-- GIVEN REQUEST --
Transcribe precisely those lines of the listing that fall between the line containing "the cab window." and the last line, inclusive of both.

-- RAW DATA --
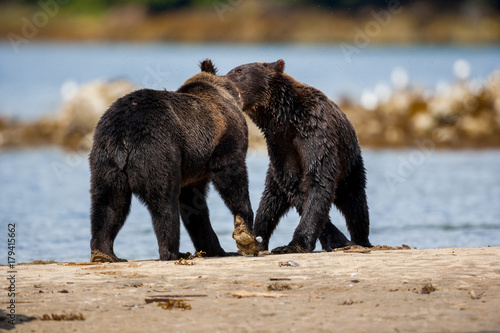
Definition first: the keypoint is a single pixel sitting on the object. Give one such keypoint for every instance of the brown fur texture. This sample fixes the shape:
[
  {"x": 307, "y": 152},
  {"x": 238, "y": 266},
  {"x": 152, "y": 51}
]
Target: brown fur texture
[{"x": 166, "y": 147}]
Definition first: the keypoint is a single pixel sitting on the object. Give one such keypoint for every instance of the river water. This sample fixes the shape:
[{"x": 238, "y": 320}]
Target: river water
[{"x": 424, "y": 198}]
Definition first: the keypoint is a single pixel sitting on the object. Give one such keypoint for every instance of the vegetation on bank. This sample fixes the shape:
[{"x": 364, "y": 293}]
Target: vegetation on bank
[
  {"x": 321, "y": 21},
  {"x": 465, "y": 115}
]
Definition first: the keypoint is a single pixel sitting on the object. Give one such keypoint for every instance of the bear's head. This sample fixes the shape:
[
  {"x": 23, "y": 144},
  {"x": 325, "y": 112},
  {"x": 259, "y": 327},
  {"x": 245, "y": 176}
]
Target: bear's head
[{"x": 252, "y": 80}]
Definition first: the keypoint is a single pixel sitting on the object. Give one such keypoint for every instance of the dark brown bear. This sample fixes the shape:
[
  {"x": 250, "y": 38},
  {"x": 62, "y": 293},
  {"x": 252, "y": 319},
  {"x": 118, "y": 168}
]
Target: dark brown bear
[
  {"x": 315, "y": 159},
  {"x": 165, "y": 147}
]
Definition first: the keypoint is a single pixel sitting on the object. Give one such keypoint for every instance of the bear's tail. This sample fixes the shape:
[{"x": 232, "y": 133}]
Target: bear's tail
[{"x": 119, "y": 153}]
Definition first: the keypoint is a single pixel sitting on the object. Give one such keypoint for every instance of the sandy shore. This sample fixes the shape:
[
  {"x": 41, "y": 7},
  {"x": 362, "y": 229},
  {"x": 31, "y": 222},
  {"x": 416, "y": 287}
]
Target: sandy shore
[{"x": 438, "y": 290}]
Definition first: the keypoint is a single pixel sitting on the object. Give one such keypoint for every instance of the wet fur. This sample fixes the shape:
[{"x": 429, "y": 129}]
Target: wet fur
[{"x": 315, "y": 159}]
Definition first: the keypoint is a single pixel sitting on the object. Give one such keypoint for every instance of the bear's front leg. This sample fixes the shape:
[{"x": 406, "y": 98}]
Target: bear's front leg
[{"x": 314, "y": 216}]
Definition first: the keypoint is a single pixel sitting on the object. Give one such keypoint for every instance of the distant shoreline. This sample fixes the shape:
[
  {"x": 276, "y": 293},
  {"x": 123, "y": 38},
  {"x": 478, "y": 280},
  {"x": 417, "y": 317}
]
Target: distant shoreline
[{"x": 253, "y": 22}]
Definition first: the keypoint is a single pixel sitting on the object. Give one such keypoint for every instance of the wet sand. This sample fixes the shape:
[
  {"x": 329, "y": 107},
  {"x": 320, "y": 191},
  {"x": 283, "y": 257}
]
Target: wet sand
[{"x": 437, "y": 290}]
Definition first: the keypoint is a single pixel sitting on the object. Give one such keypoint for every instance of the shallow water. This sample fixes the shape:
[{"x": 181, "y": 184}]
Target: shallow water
[{"x": 422, "y": 198}]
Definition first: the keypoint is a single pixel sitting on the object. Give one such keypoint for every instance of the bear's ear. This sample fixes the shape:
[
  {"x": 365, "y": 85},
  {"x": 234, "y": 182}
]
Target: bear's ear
[
  {"x": 207, "y": 66},
  {"x": 277, "y": 66}
]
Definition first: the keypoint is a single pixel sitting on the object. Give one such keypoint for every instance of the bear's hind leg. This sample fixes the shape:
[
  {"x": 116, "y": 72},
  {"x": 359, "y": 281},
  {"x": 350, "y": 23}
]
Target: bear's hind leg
[
  {"x": 195, "y": 216},
  {"x": 230, "y": 178},
  {"x": 273, "y": 205},
  {"x": 331, "y": 237},
  {"x": 163, "y": 205},
  {"x": 350, "y": 199},
  {"x": 111, "y": 199}
]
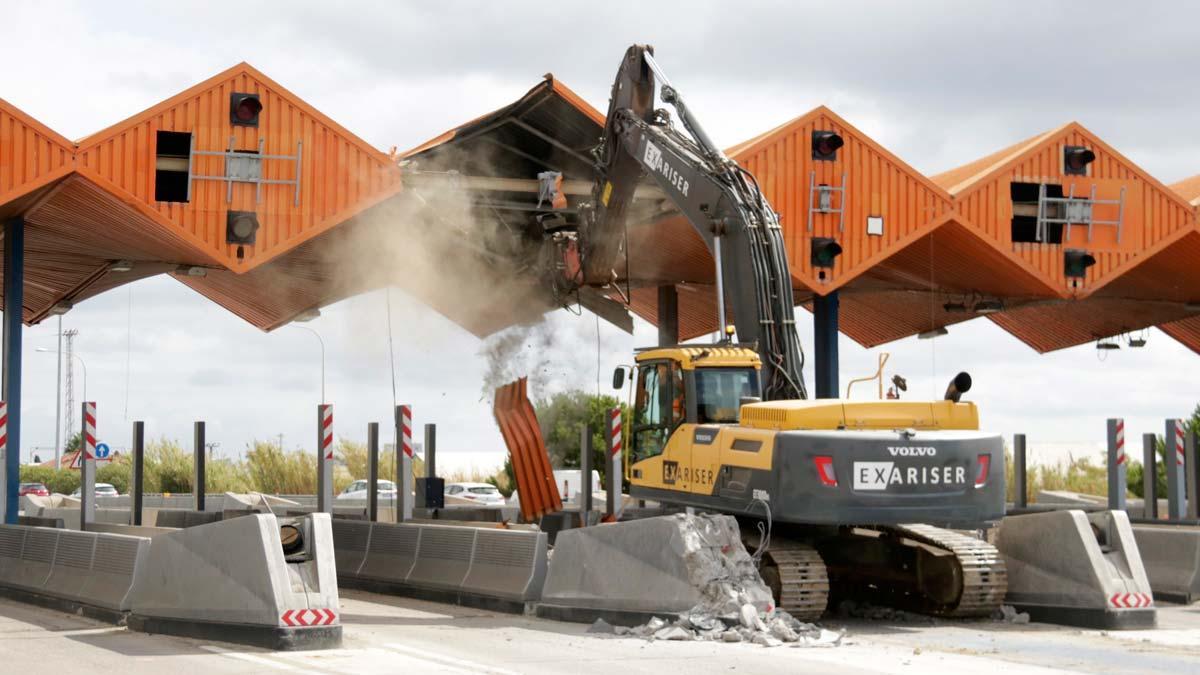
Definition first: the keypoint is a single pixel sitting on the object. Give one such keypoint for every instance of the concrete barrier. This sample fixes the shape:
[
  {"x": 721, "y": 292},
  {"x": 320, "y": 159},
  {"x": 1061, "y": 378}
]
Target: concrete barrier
[
  {"x": 491, "y": 568},
  {"x": 1171, "y": 555},
  {"x": 1077, "y": 568},
  {"x": 87, "y": 572},
  {"x": 233, "y": 580},
  {"x": 628, "y": 572}
]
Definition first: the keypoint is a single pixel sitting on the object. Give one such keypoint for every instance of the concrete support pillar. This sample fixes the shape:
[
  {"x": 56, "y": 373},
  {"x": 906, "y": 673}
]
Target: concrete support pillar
[
  {"x": 373, "y": 471},
  {"x": 405, "y": 464},
  {"x": 137, "y": 482},
  {"x": 615, "y": 469},
  {"x": 198, "y": 449},
  {"x": 10, "y": 381},
  {"x": 669, "y": 316},
  {"x": 325, "y": 458},
  {"x": 585, "y": 475},
  {"x": 1020, "y": 476},
  {"x": 88, "y": 465},
  {"x": 1150, "y": 475},
  {"x": 825, "y": 344},
  {"x": 1176, "y": 452},
  {"x": 1117, "y": 465}
]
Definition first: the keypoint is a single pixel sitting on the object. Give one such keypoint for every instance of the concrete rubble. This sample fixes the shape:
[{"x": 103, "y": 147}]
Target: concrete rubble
[{"x": 735, "y": 604}]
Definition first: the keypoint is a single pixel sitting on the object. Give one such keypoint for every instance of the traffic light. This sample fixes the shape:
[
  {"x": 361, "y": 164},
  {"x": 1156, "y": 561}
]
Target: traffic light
[
  {"x": 825, "y": 145},
  {"x": 1075, "y": 263},
  {"x": 1075, "y": 160},
  {"x": 825, "y": 250},
  {"x": 241, "y": 227},
  {"x": 244, "y": 109}
]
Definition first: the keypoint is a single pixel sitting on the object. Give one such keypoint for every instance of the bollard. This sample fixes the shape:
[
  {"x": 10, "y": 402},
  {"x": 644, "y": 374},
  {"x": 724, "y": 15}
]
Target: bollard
[
  {"x": 198, "y": 488},
  {"x": 138, "y": 478},
  {"x": 1176, "y": 449},
  {"x": 1020, "y": 478},
  {"x": 1189, "y": 475},
  {"x": 88, "y": 466},
  {"x": 372, "y": 471},
  {"x": 325, "y": 458},
  {"x": 1150, "y": 475},
  {"x": 1117, "y": 464},
  {"x": 585, "y": 475},
  {"x": 403, "y": 463},
  {"x": 615, "y": 465}
]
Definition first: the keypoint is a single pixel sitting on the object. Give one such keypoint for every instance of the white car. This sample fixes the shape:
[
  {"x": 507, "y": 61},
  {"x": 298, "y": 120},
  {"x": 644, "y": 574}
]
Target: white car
[
  {"x": 484, "y": 494},
  {"x": 358, "y": 490},
  {"x": 102, "y": 490}
]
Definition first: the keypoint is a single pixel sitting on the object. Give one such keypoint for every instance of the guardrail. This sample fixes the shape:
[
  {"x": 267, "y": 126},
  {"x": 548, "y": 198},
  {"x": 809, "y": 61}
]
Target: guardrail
[
  {"x": 87, "y": 571},
  {"x": 491, "y": 568}
]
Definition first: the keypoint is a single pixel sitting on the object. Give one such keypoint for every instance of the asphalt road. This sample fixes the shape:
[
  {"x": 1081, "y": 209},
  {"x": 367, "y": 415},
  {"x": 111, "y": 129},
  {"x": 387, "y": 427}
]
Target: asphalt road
[{"x": 387, "y": 634}]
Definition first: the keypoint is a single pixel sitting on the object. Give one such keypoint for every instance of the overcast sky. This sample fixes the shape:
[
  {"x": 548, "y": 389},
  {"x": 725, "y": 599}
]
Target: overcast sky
[{"x": 937, "y": 83}]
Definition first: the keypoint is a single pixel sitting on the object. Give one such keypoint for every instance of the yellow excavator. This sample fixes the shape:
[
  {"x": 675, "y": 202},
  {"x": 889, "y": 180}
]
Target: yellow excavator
[{"x": 864, "y": 499}]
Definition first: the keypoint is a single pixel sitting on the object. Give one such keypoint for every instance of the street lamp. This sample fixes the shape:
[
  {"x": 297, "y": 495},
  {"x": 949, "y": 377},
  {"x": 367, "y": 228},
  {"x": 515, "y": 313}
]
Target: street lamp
[{"x": 322, "y": 357}]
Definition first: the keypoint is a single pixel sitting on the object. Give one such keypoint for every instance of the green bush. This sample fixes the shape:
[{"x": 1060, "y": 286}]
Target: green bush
[{"x": 118, "y": 473}]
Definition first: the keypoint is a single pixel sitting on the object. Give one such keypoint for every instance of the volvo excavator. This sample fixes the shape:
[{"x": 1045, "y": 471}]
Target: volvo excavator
[{"x": 863, "y": 500}]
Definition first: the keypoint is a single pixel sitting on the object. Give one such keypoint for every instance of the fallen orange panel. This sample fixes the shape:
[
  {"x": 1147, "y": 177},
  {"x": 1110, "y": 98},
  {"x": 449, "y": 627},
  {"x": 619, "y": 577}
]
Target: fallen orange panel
[{"x": 531, "y": 461}]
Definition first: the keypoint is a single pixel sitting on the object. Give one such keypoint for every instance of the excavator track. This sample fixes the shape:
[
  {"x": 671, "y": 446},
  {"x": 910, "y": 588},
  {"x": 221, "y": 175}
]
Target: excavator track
[
  {"x": 798, "y": 578},
  {"x": 917, "y": 568},
  {"x": 982, "y": 572}
]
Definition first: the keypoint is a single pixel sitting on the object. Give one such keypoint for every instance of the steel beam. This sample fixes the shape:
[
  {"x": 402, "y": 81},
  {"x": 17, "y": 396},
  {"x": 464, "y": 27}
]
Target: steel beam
[
  {"x": 669, "y": 315},
  {"x": 10, "y": 381},
  {"x": 825, "y": 344}
]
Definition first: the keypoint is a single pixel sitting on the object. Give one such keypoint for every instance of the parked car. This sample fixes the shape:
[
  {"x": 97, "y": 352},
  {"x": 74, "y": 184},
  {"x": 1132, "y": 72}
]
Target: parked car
[
  {"x": 478, "y": 493},
  {"x": 102, "y": 490},
  {"x": 358, "y": 490},
  {"x": 35, "y": 489}
]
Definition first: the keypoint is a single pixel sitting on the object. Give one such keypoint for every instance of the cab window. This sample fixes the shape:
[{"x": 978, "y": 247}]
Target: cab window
[
  {"x": 719, "y": 392},
  {"x": 654, "y": 414}
]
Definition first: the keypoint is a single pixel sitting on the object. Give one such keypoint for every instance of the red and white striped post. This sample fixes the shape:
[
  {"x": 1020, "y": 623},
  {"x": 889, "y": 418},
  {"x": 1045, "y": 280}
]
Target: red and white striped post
[
  {"x": 4, "y": 457},
  {"x": 616, "y": 469},
  {"x": 325, "y": 458},
  {"x": 1176, "y": 448},
  {"x": 403, "y": 463},
  {"x": 1119, "y": 464},
  {"x": 88, "y": 466}
]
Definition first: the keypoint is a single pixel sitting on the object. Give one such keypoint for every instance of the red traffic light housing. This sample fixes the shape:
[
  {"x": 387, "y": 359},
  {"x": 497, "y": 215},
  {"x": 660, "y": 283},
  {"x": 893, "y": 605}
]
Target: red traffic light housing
[
  {"x": 1075, "y": 160},
  {"x": 244, "y": 109},
  {"x": 241, "y": 227},
  {"x": 825, "y": 145},
  {"x": 1075, "y": 263}
]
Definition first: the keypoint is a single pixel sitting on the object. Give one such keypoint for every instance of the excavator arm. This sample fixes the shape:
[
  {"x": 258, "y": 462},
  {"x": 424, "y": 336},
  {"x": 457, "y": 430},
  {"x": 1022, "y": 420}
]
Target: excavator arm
[{"x": 721, "y": 201}]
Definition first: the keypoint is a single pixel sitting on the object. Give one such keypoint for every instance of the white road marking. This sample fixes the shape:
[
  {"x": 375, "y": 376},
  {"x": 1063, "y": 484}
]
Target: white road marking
[
  {"x": 258, "y": 659},
  {"x": 468, "y": 665}
]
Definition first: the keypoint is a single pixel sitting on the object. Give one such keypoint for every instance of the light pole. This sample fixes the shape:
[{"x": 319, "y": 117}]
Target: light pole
[{"x": 322, "y": 357}]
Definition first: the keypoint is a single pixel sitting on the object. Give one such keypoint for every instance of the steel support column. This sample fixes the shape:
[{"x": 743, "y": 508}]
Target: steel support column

-- ANSWER TO THE TASK --
Definition first: the keypoint is a single pixel sitting on the object. Give one such keypoint for every instance of the cab window. This sample fixes the shape:
[{"x": 978, "y": 247}]
Target: cab window
[
  {"x": 719, "y": 392},
  {"x": 654, "y": 414}
]
Definition first: the keypoint is a single pixel sitting on the object. Give one such keypoint for every instance of the red and white striped post. This sample fixes the shape:
[
  {"x": 1020, "y": 623},
  {"x": 889, "y": 418},
  {"x": 1045, "y": 280}
]
Target: red and white striped post
[
  {"x": 4, "y": 457},
  {"x": 616, "y": 469},
  {"x": 325, "y": 458},
  {"x": 1176, "y": 448},
  {"x": 403, "y": 463},
  {"x": 1119, "y": 464},
  {"x": 88, "y": 466}
]
Definition first: the keypoint is a single pixel sitting on the object. Give one such keypoint for every instance of the red traffic light housing. This sample fixes the shape:
[
  {"x": 387, "y": 359},
  {"x": 497, "y": 215},
  {"x": 660, "y": 283},
  {"x": 893, "y": 605}
]
Target: red traffic light housing
[
  {"x": 1075, "y": 160},
  {"x": 244, "y": 109},
  {"x": 241, "y": 227},
  {"x": 825, "y": 145},
  {"x": 1075, "y": 263}
]
Definition first: the keypoint is a single pixel sitting on the object. Give one such keypoint for every instance of the excavator arm. This sample fixes the shape:
[
  {"x": 258, "y": 462},
  {"x": 424, "y": 336},
  {"x": 457, "y": 430},
  {"x": 1022, "y": 420}
]
Target: excavator arm
[{"x": 721, "y": 201}]
Definition first: the keypoint is a single pixel sitting on the object. Give one such keypoint for every instance of the white road marking. This sample fixes the shape:
[
  {"x": 375, "y": 376},
  {"x": 1063, "y": 484}
]
Target: white road marking
[
  {"x": 258, "y": 659},
  {"x": 468, "y": 665}
]
Definition first: the keypoint is a single pixel sitting on the object. Give one such keypoint for every instance of the light pole. This sample fixes the shape:
[{"x": 319, "y": 117}]
Target: light pole
[{"x": 322, "y": 357}]
Definition first: the keypoint is a single pixel sitting on the object. Give one such keypoint for every instance of the steel support column. This sample fixes the shape:
[{"x": 743, "y": 508}]
Target: steel support column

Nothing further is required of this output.